*** Opening of Text ***
Just a couple months later, two giant drug companies announced what many described as one of the most dramatic developments in the history of Alzheimer’s. For decades scientists had struggled fruitlessly to offer hope to millions of patients who suffer the gradual, debilitating decline in their ability to think and remember loved ones, or enjoy self-aware lives. Finally, a major test seemed to prove that a new medication could alter the course of the disease.

That drug, Leqembi, strips away from brain tissues the sticky plaques and other toxic compounds that comprise a substance called “amyloid-beta.” In so doing- said its makers, experts in their pay, and cheerleading journalists—Leqembi definitively validated the “amyloid hypothesis,;” the long-debated notion that Alzheimer’s is caused by the buildup accumulation of amyloid in the brain. If true, its removal would lead to a cure.
*** Close of Text ***
*** Opening of Listed entries ***
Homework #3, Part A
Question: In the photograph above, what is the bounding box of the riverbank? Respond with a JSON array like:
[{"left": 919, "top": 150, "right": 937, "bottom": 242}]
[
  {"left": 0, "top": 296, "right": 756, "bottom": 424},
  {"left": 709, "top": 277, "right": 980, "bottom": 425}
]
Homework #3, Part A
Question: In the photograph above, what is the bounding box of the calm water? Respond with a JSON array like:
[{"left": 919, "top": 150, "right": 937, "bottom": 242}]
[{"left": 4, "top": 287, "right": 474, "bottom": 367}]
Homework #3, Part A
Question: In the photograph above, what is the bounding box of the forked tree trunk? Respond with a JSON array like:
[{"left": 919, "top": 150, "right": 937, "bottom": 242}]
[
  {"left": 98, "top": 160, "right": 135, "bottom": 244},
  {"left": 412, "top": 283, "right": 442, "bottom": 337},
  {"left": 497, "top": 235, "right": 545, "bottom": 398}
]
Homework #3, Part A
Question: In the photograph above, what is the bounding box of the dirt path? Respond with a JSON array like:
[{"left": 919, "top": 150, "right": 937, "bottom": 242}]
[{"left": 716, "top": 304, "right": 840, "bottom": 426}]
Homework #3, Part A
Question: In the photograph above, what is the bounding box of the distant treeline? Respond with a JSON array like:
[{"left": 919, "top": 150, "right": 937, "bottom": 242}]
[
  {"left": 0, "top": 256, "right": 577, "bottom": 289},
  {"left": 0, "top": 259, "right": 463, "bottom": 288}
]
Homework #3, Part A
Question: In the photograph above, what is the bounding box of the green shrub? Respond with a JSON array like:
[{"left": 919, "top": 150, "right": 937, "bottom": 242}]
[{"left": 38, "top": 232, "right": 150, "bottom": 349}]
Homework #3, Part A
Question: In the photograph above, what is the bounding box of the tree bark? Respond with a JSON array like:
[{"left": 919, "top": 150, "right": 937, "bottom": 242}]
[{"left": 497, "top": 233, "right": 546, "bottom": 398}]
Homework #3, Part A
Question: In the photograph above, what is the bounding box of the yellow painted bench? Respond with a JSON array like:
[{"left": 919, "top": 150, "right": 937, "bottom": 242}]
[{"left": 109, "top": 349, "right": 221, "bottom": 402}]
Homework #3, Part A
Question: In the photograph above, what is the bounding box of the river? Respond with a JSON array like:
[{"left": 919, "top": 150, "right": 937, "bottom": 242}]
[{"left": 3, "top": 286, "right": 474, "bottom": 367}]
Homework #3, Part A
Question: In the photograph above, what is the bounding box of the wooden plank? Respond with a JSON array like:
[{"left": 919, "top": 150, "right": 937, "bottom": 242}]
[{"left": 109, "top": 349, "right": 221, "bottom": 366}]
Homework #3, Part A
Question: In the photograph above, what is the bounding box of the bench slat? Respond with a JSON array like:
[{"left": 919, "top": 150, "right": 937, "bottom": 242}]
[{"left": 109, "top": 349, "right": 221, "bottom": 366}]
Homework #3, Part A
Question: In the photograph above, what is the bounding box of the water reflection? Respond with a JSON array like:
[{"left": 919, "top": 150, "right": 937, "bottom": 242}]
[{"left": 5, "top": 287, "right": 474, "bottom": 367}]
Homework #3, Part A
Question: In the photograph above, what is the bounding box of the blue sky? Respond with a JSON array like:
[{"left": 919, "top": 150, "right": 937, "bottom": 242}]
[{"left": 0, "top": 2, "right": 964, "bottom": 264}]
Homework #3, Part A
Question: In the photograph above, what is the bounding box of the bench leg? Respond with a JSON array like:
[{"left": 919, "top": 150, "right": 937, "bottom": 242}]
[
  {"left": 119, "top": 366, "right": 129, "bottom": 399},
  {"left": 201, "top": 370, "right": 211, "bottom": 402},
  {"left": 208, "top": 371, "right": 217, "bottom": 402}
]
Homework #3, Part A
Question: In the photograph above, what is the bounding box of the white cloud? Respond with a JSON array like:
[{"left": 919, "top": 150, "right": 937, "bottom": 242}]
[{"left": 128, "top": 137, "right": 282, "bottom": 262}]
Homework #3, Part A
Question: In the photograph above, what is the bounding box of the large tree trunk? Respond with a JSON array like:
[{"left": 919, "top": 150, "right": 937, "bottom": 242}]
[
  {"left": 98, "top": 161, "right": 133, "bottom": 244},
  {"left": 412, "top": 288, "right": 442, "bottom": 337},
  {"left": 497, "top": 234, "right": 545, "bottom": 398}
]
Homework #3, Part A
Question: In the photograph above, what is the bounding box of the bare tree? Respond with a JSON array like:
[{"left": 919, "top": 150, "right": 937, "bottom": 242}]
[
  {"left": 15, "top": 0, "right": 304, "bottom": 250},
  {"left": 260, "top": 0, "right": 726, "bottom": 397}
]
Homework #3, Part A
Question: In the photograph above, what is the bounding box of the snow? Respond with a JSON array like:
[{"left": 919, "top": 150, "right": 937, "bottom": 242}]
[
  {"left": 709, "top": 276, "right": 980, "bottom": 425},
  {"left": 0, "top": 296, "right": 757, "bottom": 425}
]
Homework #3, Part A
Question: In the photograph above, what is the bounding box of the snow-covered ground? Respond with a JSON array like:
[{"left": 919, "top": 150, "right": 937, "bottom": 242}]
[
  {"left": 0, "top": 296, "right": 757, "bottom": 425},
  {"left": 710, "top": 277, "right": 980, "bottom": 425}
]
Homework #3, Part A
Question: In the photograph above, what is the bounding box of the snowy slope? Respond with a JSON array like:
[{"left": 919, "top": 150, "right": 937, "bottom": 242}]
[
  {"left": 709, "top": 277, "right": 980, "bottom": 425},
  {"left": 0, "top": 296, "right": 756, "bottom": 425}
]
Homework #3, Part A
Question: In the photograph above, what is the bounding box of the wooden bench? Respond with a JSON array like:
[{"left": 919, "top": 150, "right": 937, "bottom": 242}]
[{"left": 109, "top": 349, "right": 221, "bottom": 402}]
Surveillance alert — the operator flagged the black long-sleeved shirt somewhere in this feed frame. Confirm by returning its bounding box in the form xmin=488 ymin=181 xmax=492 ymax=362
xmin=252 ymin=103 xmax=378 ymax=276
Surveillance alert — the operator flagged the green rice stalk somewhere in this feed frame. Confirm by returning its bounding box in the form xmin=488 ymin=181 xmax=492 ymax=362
*** Close of Listed entries ***
What the task requires: Pick up the passage on Leqembi and the amyloid hypothesis after its final sentence and continue it.

Output:
Understandable excitement—hope against hope—greeted Leqembi. Alzheimer’s afflicts nearly seven million Americans, about one in every nine over the age of sixty-five, making it the fifth leading cause of death among the elderly. Up to 360,000 adults in the prime of life-including people as young as thirty-suffer from early onset Alzheimer’s. Comparable figures in the United Kingdom, Europe, and the rest of the world have made the leading cause of dementia a global scourge. And dementia totals will more than double by 2050.

In the United States alone, more than eleven million family members care for fathers and mothers and grandparents who have fallen prey to the cruel disease that begins by gradually stealing a person’s mastery of everyday life, then cherished memories, and finally the sense of self that makes each of us human. Alzheimer’s families face incalculable emotional costs—including lost dreams of retirement and pleasures with loving partners. For many, the disease also means financial impoverishment. Family caregivers in the United States provided a staggering $350 billion in care to Alzheimer’s patients in 2023—nearly matching the amount paid for dementia care by all other sources, including Medicare.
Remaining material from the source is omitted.